Saved data
══════════════════════════════

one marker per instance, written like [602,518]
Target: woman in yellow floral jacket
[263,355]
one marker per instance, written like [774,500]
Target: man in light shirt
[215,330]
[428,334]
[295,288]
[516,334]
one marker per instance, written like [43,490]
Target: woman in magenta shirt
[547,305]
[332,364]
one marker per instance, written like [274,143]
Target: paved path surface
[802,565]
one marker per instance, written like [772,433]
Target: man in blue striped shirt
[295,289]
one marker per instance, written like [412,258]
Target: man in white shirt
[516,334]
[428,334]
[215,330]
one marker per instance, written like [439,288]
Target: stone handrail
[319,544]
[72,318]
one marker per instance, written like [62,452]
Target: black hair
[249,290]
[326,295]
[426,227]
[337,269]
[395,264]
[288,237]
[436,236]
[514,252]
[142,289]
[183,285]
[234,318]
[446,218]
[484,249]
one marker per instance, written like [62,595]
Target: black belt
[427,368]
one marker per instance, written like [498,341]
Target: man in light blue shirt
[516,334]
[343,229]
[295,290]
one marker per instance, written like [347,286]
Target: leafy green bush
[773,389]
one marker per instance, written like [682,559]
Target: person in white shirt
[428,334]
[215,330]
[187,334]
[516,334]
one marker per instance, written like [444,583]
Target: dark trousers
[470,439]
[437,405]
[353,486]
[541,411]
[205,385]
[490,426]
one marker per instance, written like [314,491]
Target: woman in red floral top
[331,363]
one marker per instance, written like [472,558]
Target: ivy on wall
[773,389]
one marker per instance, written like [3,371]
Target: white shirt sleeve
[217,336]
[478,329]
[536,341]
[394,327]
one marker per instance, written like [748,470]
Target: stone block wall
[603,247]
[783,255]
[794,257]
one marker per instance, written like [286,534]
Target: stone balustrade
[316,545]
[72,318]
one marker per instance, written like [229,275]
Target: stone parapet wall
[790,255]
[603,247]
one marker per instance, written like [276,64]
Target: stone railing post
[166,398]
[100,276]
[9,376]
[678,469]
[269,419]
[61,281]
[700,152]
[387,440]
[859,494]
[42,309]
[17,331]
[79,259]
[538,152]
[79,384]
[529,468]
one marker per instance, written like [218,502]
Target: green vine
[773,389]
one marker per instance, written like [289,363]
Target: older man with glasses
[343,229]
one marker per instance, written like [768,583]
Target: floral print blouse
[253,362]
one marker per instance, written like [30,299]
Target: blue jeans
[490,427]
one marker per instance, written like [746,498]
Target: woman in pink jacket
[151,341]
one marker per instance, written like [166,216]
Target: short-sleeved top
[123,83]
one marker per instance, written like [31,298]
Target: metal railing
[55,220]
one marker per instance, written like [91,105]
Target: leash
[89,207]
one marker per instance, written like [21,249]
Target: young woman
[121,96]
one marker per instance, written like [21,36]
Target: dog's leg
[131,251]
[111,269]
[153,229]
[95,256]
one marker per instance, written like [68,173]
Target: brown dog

══════════════════════════════

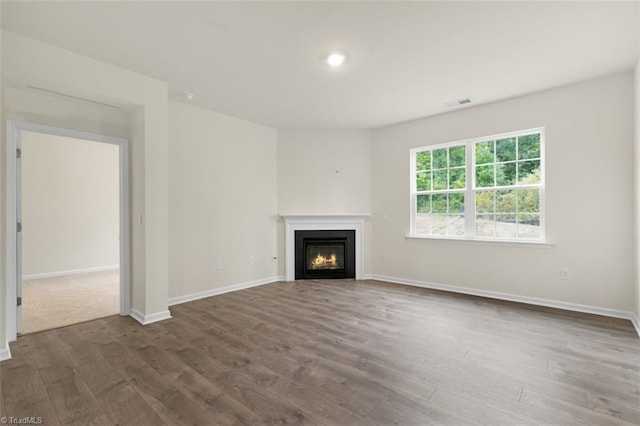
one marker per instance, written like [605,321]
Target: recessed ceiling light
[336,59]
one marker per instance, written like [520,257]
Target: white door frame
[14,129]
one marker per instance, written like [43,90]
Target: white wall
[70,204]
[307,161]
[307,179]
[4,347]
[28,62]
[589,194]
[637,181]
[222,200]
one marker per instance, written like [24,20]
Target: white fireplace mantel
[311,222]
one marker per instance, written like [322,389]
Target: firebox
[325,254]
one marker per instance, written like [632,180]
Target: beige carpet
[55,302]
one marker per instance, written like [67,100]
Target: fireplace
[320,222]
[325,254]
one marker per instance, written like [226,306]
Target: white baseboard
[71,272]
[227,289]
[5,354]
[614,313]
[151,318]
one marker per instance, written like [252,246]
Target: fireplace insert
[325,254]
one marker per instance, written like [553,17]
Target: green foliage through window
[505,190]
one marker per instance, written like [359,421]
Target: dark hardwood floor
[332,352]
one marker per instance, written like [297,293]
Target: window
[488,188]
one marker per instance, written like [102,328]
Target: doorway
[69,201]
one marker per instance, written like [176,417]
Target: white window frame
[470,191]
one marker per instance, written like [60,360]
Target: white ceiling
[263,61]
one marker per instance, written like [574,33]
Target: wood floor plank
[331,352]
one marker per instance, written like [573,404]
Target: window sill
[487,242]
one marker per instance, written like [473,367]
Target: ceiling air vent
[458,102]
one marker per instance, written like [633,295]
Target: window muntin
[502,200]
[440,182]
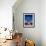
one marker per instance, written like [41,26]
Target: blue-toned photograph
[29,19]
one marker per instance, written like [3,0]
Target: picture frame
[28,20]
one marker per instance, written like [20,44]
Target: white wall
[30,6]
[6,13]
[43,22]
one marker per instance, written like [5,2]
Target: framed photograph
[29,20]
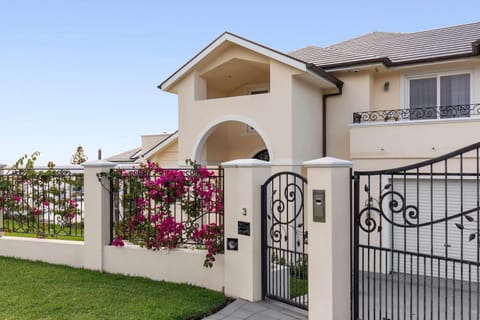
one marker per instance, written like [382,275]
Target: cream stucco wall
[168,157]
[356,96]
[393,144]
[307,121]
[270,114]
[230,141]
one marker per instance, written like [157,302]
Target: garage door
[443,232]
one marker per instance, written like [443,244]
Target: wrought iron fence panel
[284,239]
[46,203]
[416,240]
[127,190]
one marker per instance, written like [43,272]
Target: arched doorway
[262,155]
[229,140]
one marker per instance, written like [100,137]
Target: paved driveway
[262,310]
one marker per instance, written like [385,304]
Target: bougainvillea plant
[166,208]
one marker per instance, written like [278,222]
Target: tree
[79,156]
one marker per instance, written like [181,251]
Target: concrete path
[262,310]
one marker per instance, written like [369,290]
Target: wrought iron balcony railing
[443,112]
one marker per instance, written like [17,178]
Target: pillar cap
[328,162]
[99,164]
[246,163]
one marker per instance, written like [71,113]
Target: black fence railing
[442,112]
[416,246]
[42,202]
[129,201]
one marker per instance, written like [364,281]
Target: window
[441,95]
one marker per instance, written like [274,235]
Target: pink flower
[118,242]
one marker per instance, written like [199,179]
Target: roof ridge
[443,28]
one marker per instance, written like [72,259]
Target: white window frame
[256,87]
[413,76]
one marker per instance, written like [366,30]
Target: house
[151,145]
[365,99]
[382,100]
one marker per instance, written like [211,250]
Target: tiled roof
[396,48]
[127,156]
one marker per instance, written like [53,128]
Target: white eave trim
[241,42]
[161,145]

══════════════════════════════

● **Given request**
Show every line above that contains the word "white".

● **Task result**
Target: man in white shirt
Target: person in white shirt
Target: white shirt sleeve
Target: white door frame
Target: white wall
Target: white fireplace mantel
Target: white baseboard
Target: white window frame
Target: white ceiling
Target: white wall
Target: white window frame
Target: white eave trim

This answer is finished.